** Start of EXTRACTED ENTRIES **

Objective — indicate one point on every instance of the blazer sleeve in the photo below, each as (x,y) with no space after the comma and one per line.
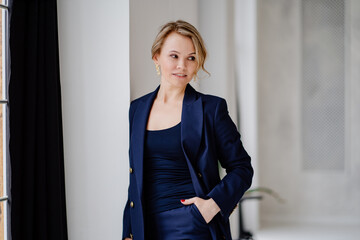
(126,221)
(126,215)
(233,158)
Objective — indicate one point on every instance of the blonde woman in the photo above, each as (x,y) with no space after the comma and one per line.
(177,137)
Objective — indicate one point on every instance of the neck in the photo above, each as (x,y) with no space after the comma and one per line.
(168,93)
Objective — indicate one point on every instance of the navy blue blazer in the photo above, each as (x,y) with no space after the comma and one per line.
(208,135)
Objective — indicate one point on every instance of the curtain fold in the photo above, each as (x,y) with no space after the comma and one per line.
(37,197)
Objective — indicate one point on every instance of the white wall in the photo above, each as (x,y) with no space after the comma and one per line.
(311,196)
(246,78)
(94,68)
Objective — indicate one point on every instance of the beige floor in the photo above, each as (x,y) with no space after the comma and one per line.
(290,231)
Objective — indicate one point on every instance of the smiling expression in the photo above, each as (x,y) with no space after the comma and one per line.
(177,60)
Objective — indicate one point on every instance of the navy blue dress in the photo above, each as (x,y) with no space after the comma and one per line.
(167,180)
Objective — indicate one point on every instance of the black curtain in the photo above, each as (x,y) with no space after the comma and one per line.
(37,198)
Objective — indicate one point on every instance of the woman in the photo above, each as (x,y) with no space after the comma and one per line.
(177,137)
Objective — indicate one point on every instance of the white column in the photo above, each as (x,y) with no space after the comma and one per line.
(246,78)
(94,69)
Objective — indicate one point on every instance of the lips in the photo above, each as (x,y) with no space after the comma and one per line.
(180,74)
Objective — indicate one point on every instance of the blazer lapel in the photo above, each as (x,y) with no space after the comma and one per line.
(138,136)
(191,132)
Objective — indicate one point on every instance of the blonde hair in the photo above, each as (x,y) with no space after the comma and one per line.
(186,29)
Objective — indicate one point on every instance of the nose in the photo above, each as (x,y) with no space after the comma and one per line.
(181,64)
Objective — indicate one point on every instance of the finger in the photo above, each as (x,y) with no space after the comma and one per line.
(188,201)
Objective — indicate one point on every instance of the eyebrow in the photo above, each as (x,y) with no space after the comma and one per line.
(178,52)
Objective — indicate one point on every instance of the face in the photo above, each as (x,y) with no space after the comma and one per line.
(176,60)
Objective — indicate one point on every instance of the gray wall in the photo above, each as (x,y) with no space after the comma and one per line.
(94,69)
(310,195)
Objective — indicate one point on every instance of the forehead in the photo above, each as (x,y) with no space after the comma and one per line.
(178,42)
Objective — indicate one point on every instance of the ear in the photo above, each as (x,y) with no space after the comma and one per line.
(155,59)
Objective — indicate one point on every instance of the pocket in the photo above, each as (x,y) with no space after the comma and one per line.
(197,214)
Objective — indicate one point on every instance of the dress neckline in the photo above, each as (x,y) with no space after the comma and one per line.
(165,129)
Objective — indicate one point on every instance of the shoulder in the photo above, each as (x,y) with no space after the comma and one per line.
(212,102)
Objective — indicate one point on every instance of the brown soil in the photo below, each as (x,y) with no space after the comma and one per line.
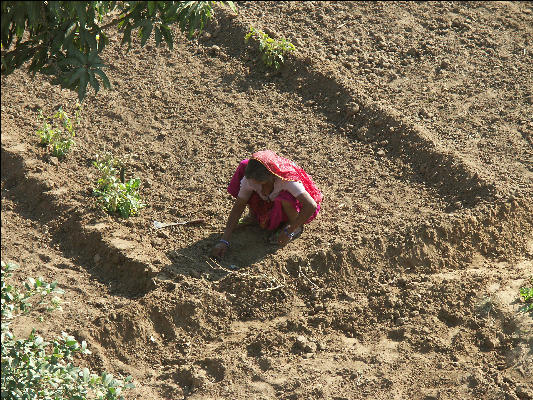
(415,120)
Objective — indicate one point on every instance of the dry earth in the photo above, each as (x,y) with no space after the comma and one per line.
(415,120)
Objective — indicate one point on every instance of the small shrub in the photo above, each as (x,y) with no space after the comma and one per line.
(113,192)
(33,368)
(273,51)
(58,135)
(527,297)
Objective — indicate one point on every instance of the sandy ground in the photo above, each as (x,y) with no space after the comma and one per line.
(414,119)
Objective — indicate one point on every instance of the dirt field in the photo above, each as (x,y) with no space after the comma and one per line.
(414,119)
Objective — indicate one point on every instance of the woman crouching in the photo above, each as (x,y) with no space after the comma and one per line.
(280,195)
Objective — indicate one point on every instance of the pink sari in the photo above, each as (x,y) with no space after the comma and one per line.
(270,214)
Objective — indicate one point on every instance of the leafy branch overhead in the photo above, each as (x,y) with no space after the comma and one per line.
(65,39)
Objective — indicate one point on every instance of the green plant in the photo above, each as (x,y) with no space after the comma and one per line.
(273,50)
(66,38)
(527,297)
(35,369)
(114,193)
(58,136)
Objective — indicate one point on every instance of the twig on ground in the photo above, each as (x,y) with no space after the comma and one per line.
(300,273)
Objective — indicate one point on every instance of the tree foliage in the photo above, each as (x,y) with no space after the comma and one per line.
(65,39)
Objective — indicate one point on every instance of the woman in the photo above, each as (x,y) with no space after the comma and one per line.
(279,194)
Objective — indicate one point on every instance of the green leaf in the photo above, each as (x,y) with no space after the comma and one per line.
(158,36)
(82,88)
(94,82)
(167,34)
(102,75)
(146,31)
(151,7)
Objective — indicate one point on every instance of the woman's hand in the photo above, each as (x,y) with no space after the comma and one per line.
(219,250)
(283,238)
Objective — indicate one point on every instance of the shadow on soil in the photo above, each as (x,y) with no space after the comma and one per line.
(360,120)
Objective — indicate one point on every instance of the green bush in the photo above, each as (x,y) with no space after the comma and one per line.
(66,39)
(34,369)
(58,135)
(273,50)
(114,194)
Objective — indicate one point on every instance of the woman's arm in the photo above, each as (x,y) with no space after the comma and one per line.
(233,219)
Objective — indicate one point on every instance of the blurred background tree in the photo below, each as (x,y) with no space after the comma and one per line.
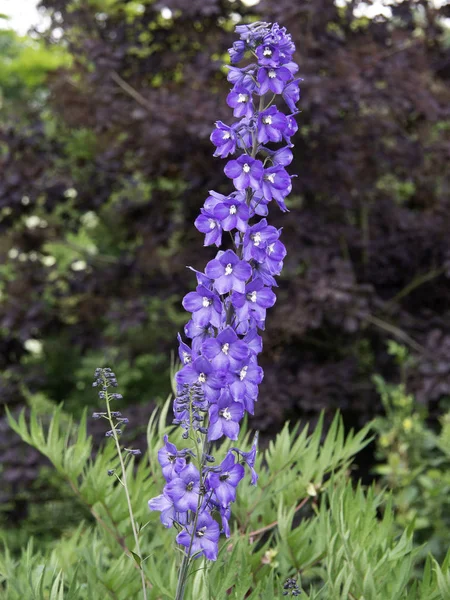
(105,160)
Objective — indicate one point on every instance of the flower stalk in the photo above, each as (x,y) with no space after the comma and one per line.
(219,378)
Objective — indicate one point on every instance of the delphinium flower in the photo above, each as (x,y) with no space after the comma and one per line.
(219,378)
(104,379)
(291,588)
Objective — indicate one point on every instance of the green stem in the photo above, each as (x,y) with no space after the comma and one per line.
(127,494)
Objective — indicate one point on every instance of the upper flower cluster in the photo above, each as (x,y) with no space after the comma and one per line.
(219,379)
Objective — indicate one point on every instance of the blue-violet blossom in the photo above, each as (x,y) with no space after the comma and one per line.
(219,378)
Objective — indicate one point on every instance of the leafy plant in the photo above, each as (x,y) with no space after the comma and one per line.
(306,521)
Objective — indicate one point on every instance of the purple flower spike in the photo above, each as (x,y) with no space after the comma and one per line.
(271,125)
(184,352)
(237,51)
(244,383)
(268,55)
(229,272)
(232,214)
(224,138)
(225,350)
(250,457)
(254,302)
(219,378)
(257,238)
(240,99)
(204,539)
(273,79)
(245,172)
(210,226)
(164,504)
(169,460)
(291,94)
(276,185)
(225,482)
(205,306)
(224,417)
(200,371)
(184,490)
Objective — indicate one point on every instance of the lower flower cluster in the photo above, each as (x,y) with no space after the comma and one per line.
(194,494)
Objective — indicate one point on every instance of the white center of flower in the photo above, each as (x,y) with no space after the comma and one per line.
(243,373)
(226,414)
(256,238)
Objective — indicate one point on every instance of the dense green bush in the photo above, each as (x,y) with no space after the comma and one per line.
(305,520)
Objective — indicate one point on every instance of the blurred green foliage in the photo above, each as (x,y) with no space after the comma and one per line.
(414,462)
(305,520)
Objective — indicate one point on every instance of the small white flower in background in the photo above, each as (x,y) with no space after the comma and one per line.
(33,346)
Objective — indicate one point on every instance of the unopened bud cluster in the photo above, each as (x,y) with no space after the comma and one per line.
(218,382)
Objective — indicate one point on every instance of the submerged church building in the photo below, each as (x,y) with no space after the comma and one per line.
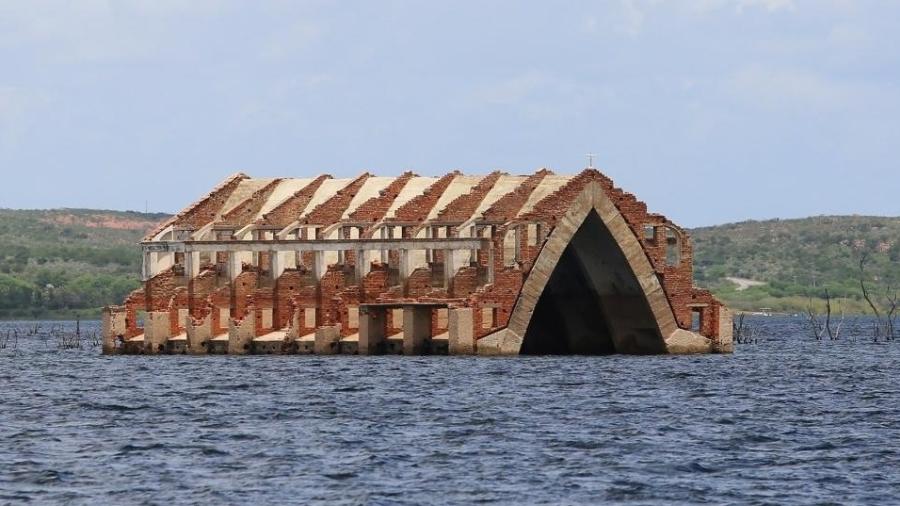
(493,264)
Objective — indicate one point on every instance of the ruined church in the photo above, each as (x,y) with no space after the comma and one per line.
(494,264)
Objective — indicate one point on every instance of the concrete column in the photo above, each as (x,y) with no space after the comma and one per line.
(327,339)
(384,252)
(319,264)
(191,264)
(372,330)
(156,332)
(113,326)
(404,267)
(276,264)
(198,336)
(147,266)
(234,265)
(254,234)
(491,264)
(518,239)
(449,269)
(462,331)
(416,329)
(362,266)
(241,335)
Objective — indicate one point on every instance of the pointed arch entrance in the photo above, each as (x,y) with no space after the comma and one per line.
(592,290)
(592,303)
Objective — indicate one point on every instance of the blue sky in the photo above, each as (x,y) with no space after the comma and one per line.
(709,110)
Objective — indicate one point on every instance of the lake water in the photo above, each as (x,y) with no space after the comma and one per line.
(787,420)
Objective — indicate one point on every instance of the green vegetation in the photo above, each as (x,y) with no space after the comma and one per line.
(798,260)
(70,262)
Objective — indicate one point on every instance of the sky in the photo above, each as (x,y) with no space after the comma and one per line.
(711,111)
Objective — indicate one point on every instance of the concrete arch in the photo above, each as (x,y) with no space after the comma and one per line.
(593,199)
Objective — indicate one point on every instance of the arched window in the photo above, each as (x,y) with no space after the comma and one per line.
(673,247)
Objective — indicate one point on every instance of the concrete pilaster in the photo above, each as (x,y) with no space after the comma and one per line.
(191,264)
(113,326)
(449,269)
(372,330)
(198,335)
(156,332)
(327,339)
(416,329)
(461,327)
(241,335)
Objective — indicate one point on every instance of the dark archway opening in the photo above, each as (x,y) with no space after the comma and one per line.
(592,303)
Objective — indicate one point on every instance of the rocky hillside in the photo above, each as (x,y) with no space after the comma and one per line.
(781,263)
(68,262)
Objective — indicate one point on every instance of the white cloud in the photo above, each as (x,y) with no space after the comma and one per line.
(740,6)
(17,110)
(633,21)
(789,87)
(290,41)
(769,5)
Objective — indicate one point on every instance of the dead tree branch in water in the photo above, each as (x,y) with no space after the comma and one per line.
(743,332)
(885,320)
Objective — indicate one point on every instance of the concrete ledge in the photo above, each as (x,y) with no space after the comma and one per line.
(326,340)
(272,343)
(218,345)
(349,345)
(177,345)
(305,345)
(394,344)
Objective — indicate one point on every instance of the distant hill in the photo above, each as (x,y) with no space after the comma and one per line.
(788,261)
(71,262)
(68,262)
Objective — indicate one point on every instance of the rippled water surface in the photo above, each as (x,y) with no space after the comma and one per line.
(787,420)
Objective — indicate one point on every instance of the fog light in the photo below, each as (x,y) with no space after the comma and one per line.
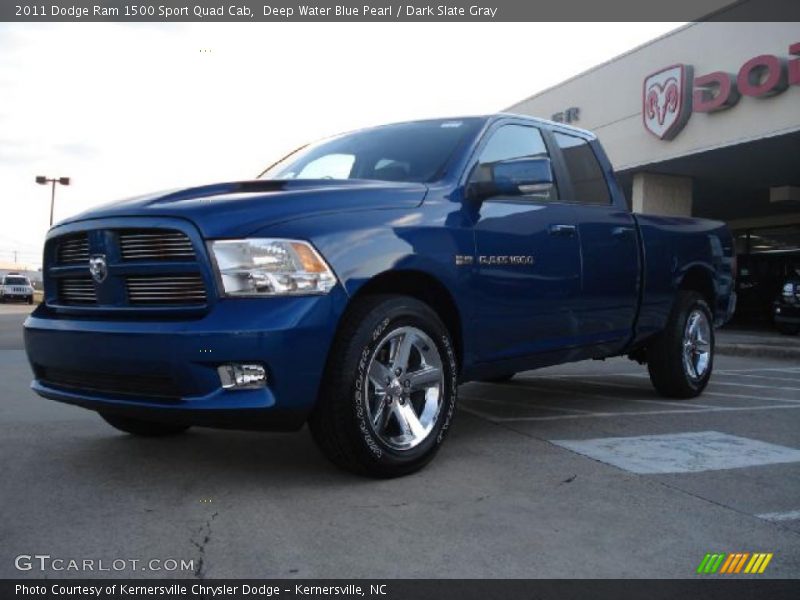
(242,377)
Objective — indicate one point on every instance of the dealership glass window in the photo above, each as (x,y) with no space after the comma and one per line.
(774,239)
(511,142)
(588,182)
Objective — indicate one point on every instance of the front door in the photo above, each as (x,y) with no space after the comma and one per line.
(610,250)
(527,265)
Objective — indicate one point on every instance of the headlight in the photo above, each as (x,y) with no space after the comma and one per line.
(269,267)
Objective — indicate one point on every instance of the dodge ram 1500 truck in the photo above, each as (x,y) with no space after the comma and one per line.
(358,281)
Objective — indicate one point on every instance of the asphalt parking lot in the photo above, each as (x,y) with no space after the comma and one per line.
(575,471)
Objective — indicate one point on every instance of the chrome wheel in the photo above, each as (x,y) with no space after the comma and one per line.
(697,345)
(405,388)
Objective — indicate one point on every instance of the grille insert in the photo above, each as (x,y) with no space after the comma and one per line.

** End of EXTRACTED ENTRIES **

TASK:
Please quote nothing but the lines from the line with "Objective — indicate one point on every instance of the dodge" through the end of the data above, exactly as written, ends included.

THE RESULT:
Objective — indicate one point on every instance of the dodge ram 1500 truck in the photo above, each as (x,y) with no space after the comma and one per line.
(358,281)
Objective — indicate one point on every instance of the asphalt parking lot in the photo above, each as (x,y) with no space after the comma and one per line.
(575,471)
Objective — indicate one point on every instance of the chrome wheel in the photo above, each as (x,y) with no space after the comma and one per line.
(697,345)
(405,388)
Objective — indicate one point on every instance of the grille insert in the photo above, each as (x,y) with no space after the comma and one per line.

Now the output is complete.